[Things to do]:
• A. In the school camp article, over what period did the children make cheese, churn butter, and do the other food preparation?
• B. Carry on writing the school camp article, starting after its last sentence.

[Page text]:
+--

Camping Montessori Style!

By Carol Palmer – Tawhai Teacher

Last week our 9-12 community went on school camp.  We do this every year, but this time we decided to do something completely different. We decided to go for a more Montessori approach, where we did everything ourselves.  Everything!

Firstly, we wanted the children to prepare their food. However simply preparing their own food was not enough!  We wanted them to understand where their food has come from and to understand all the work that goes into every stage of production. To do this they needed to work through each of those stages themselves.

So our plan, was for the children to source all of the food for camp from as close to ‘scratch’ as possible.

Over the past six months we have made cheese, filled sausages, churned butter, caught fish, preserved fruit, grown vegetables, visited bee hives, made pasta and even learned to press oil from seeds.

All this preparation meant that when the children got to camp and began to cook and serve each meal, they recognised every single ingredient and were able to discuss both its origin and its importance in the meal.

+--

[Material shown]:

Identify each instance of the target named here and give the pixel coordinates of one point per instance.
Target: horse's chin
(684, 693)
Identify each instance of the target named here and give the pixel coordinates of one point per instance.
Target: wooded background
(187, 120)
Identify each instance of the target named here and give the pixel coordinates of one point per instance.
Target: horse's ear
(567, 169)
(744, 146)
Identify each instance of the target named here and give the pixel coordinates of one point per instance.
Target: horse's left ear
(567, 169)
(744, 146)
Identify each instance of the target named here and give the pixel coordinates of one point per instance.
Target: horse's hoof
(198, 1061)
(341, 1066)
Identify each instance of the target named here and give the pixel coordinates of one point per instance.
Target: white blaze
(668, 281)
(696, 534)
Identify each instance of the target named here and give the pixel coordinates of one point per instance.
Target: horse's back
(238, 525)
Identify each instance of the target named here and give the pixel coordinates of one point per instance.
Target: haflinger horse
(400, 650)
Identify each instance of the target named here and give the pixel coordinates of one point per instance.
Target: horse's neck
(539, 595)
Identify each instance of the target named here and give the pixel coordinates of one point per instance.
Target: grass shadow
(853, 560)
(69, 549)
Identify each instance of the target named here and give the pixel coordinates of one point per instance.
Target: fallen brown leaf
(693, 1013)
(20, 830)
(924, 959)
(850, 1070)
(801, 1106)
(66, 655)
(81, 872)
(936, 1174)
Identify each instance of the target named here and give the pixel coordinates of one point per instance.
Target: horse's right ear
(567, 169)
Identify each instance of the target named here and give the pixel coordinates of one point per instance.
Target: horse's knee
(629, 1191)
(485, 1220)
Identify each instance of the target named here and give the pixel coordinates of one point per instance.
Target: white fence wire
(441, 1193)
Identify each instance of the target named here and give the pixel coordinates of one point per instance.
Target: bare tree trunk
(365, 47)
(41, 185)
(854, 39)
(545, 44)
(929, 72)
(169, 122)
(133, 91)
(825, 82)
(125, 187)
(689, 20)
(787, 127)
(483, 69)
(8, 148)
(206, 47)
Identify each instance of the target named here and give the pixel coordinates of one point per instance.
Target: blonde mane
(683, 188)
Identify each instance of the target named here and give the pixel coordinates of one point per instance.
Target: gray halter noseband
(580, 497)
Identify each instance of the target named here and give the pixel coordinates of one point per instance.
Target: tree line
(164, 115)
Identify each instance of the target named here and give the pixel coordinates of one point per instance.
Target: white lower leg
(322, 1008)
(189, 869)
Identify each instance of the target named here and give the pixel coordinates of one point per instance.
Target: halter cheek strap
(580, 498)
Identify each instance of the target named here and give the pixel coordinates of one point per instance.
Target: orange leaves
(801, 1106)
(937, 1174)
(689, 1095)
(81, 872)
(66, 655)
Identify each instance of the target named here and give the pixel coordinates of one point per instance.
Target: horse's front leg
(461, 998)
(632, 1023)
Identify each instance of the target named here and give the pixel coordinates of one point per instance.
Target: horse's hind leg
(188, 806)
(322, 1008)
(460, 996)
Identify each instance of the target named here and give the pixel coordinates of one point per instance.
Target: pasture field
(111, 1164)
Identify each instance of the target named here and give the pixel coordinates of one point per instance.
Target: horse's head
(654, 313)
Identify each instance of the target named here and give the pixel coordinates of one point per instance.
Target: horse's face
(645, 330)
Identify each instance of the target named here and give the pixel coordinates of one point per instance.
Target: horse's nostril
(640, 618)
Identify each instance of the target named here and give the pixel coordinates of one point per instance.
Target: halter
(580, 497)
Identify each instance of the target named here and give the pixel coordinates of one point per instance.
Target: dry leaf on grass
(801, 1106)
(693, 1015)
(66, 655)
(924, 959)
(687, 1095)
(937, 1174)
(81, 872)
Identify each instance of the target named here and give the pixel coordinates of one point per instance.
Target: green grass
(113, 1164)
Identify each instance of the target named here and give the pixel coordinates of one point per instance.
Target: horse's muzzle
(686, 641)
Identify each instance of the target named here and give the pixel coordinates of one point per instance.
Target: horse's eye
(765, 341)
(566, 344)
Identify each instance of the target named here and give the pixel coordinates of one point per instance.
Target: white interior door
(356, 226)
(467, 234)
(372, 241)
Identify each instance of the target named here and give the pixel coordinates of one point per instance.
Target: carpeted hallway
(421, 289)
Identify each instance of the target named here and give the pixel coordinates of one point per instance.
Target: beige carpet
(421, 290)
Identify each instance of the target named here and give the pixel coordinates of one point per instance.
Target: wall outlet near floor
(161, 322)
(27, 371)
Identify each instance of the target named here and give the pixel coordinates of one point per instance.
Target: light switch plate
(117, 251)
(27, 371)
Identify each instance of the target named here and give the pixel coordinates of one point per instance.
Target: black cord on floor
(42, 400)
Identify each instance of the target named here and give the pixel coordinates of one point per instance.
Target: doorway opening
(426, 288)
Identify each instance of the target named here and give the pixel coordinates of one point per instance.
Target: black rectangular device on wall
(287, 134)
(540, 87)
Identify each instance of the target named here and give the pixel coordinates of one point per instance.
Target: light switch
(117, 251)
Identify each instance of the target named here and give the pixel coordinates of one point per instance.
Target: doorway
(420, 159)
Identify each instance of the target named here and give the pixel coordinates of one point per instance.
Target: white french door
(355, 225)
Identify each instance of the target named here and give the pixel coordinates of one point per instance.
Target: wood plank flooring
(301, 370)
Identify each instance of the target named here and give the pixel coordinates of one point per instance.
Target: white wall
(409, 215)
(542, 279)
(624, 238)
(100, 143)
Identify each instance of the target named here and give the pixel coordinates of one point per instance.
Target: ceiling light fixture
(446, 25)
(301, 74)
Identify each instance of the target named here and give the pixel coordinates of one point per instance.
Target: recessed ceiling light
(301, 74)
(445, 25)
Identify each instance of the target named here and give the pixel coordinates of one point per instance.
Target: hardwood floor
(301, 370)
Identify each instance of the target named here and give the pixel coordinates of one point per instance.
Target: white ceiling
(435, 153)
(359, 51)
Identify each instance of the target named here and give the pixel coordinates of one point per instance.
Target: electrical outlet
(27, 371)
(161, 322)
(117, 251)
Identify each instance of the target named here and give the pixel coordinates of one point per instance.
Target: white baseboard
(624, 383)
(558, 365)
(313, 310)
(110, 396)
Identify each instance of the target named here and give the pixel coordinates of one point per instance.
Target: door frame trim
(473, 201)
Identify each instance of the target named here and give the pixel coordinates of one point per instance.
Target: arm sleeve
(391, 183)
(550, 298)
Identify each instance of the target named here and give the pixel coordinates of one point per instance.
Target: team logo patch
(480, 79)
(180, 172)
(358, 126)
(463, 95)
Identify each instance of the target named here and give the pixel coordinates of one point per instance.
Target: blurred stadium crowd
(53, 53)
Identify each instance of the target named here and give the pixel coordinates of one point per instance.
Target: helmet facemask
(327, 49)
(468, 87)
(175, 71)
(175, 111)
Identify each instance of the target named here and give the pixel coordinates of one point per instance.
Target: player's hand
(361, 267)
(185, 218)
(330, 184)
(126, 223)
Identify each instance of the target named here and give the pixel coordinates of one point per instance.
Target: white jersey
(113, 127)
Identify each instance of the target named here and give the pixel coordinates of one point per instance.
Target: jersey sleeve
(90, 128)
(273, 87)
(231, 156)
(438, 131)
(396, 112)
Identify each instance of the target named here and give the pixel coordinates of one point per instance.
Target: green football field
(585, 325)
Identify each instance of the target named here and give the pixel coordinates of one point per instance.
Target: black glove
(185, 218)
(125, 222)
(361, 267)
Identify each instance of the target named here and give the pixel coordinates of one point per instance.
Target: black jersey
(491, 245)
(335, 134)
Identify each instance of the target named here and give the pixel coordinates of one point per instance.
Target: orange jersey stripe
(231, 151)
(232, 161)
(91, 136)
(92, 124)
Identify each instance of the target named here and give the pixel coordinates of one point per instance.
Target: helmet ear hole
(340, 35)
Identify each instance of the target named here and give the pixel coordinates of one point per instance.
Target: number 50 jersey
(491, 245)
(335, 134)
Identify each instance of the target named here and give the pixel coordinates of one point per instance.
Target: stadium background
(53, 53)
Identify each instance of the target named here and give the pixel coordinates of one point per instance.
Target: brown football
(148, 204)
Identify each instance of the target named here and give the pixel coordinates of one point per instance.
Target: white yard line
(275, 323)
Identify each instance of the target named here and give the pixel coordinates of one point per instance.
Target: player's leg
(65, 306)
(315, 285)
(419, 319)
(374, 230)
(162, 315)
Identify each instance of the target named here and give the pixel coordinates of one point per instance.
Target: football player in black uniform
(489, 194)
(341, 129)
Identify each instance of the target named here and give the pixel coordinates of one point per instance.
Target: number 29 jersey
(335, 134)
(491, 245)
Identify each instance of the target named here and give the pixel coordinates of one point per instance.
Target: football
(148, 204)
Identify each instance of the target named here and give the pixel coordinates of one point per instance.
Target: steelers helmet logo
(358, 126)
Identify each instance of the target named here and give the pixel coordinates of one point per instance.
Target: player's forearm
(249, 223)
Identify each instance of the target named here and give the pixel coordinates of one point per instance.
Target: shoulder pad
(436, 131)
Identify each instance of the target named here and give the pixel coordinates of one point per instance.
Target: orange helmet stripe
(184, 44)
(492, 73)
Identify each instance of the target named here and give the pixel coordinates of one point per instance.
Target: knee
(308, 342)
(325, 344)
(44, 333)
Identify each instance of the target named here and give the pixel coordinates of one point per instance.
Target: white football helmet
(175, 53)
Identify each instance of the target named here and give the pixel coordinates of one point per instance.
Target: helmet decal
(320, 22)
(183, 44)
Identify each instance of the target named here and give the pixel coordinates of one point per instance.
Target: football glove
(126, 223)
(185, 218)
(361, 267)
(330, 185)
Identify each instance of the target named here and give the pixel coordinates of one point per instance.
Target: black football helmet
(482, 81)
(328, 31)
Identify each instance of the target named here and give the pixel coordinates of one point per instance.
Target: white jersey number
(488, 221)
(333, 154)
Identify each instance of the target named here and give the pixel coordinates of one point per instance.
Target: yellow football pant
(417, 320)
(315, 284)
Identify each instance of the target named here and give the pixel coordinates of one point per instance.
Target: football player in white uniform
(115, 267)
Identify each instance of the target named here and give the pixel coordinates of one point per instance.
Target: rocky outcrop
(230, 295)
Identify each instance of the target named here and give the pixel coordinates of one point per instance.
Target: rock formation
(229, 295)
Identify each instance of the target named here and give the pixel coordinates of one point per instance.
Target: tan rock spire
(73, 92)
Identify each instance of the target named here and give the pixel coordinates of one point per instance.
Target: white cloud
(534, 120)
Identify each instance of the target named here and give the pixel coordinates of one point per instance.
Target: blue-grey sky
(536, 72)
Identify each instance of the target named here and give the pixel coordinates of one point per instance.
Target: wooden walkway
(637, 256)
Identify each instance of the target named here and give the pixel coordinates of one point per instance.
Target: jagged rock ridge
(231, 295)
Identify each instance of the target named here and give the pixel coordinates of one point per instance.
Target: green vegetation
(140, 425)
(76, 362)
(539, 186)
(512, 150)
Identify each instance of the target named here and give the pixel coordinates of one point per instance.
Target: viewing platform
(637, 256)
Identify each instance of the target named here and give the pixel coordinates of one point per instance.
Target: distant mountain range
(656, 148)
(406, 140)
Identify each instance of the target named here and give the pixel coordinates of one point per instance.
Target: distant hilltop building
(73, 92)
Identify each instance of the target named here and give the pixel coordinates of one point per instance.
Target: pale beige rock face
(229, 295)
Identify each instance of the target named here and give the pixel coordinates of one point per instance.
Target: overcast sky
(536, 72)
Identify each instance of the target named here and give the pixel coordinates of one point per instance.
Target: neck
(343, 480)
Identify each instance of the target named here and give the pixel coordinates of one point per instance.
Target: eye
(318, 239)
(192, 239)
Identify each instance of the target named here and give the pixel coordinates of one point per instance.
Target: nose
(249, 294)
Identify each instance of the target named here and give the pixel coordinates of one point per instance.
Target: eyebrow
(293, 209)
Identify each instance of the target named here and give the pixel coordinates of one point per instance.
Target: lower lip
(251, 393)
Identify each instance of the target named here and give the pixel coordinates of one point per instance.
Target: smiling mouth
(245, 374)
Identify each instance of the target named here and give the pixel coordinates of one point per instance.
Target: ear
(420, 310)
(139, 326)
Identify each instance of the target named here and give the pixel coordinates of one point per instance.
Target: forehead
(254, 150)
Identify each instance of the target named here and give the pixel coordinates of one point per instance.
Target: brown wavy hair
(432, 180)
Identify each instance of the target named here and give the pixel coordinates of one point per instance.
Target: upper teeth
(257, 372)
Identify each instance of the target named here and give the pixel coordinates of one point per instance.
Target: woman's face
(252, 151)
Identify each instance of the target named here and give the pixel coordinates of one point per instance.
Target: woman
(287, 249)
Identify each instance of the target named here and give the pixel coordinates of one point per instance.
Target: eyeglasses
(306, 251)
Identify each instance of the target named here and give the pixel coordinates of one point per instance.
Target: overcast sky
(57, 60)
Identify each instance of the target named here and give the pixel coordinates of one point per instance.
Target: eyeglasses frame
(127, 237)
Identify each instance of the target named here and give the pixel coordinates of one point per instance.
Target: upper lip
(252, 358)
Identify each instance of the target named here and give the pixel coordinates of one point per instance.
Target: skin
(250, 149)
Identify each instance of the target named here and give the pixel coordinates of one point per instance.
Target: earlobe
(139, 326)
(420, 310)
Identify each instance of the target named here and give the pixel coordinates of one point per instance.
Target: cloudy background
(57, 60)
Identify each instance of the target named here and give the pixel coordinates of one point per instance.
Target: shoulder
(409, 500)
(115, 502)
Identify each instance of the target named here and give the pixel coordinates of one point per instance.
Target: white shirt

+--

[Answers to the exercise]:
• A. Over the past six months.

• B.
Each fish that was wrapped in foil and laid onto the campfire was revered as it was opened up and shared out.  Each spoonful of jam was savoured and each bagel relished! When it came to scraping the scraps from our plates at the end of each meal, there were practically none to be found – there was no way the children were going to waste the food that they had worked so hard for.

And the quality of the food transcended that of any camp we have ever attended.

As if all this food preparation wasn’t enough of a challenge, we also wanted the children to make their own shelters.  We asked them to build a shelter that would keep them dry overnight and, if possible, only use natural materials.  They were expected to sleep in their shelters for at least one night of the camp, though most choose to sleep there for several nights (including the one where it was pouring with rain – that’s another whole story!).

The children came away more tired and satisfied than I have ever seen them at the end of a school camp and the work done has opened the door for all manner of learning over the next few months.  The biggest realisation upon our return is that apple season is upon us, cheese needs to age, vegetables need planting and animals need raising, which means, it is already time to begin planning, gathering and preparing food for Camp 2019.

Closer to peace.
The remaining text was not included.